§ **TASKS TO PERFORM**:
1. Condense the paragraph of the call-number text below that begins "This way every word" into a short bulleted list that keeps its main facts.
2. In one to three sentences, explain why the call-number text below proposes assigning letters to digits.

In the present world you frequently meet a lot of call numbers and
they are going to be longer and longer. You need to remember such a
kind of numbers. One method to do it in an easy way is to assign
letters to digits as shown in the following picture:
1 ij 2 abc 3 def
4 gh 5 kl 6 mn
7 prs 8 tuv 9 wxy
0 oqz
|
This way every word or a group of words can be assigned a unique
number, so you can remember words instead of call numbers. It is
evident that it has its own charm if it is possible to find some
simple relationship between the word and the person itself. So you can
learn that the call number 941837296 of a chess-playing friend of
yours can be read as WHITEPAWN, and the call number 2855304 of your
favourite teacher is read BULLDOG.
Write a program to find the shortest sequence of words (i.e. one
having the smallest possible number of words) which corresponds to a
given number and a given list of words. The correspondence is
described by the picture above.

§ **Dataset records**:

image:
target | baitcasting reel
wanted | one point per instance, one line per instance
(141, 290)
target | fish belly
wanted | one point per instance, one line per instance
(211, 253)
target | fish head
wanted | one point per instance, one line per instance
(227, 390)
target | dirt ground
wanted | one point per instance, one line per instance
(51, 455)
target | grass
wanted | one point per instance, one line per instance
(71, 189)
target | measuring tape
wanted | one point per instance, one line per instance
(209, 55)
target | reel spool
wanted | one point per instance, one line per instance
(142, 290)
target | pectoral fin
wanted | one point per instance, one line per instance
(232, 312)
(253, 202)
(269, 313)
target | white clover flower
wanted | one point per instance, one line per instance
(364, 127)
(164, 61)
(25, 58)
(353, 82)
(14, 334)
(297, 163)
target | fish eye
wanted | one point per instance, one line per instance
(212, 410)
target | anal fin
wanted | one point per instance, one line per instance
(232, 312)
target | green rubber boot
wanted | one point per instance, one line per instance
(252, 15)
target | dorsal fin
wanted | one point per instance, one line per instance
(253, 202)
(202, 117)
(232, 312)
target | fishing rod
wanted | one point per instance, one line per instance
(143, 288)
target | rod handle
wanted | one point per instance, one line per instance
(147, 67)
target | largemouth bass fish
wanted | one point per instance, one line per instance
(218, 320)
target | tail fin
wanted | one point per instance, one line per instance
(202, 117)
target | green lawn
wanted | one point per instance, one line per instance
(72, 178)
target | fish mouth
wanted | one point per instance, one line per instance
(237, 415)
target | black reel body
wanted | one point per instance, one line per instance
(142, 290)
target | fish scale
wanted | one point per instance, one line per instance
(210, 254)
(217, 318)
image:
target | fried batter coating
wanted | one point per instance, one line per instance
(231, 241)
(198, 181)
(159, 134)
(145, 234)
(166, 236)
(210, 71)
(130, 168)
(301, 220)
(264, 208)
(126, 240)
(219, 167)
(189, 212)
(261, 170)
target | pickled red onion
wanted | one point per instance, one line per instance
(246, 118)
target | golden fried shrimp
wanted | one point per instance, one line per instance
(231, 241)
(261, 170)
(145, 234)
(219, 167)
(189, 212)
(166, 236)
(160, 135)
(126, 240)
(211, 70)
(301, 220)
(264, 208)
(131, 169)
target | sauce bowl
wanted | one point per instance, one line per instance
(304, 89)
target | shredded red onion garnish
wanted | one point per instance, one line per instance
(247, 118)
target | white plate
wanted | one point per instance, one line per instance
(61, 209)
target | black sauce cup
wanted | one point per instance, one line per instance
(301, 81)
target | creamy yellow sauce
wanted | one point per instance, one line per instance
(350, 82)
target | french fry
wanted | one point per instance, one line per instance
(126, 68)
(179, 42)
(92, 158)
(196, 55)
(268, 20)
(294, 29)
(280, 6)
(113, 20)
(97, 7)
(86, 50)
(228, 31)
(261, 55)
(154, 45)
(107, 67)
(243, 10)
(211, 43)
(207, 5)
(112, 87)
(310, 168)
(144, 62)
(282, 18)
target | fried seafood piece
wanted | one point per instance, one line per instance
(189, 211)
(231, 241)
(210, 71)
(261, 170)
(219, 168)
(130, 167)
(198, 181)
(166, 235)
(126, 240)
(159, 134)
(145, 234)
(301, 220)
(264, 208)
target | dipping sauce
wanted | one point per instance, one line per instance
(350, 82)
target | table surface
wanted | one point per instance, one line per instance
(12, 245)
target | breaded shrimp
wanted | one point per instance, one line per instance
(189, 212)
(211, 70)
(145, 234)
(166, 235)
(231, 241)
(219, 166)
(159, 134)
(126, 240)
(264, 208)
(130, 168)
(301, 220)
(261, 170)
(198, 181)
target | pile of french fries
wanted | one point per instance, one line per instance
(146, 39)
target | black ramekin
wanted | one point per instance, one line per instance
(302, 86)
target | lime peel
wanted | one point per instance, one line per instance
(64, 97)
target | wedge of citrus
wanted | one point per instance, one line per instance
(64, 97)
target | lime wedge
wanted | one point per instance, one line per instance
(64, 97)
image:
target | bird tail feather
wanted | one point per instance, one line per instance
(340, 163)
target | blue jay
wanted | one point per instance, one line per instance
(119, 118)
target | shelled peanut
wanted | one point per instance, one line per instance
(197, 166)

§ **THE RESPONSES**:
1.
- Each word or group of words can be assigned a unique number, so words can be remembered instead of call numbers.
- This is especially appealing when the word has some simple relationship to the person.
- The call number 941837296 of a chess-playing friend reads as WHITEPAWN.
- The call number 2855304 of a favorite teacher reads as BULLDOG.

2. Call numbers are frequently met, are getting longer, and must be remembered. Assigning letters to digits gives every word or group of words a number, so a person can remember words instead of call numbers.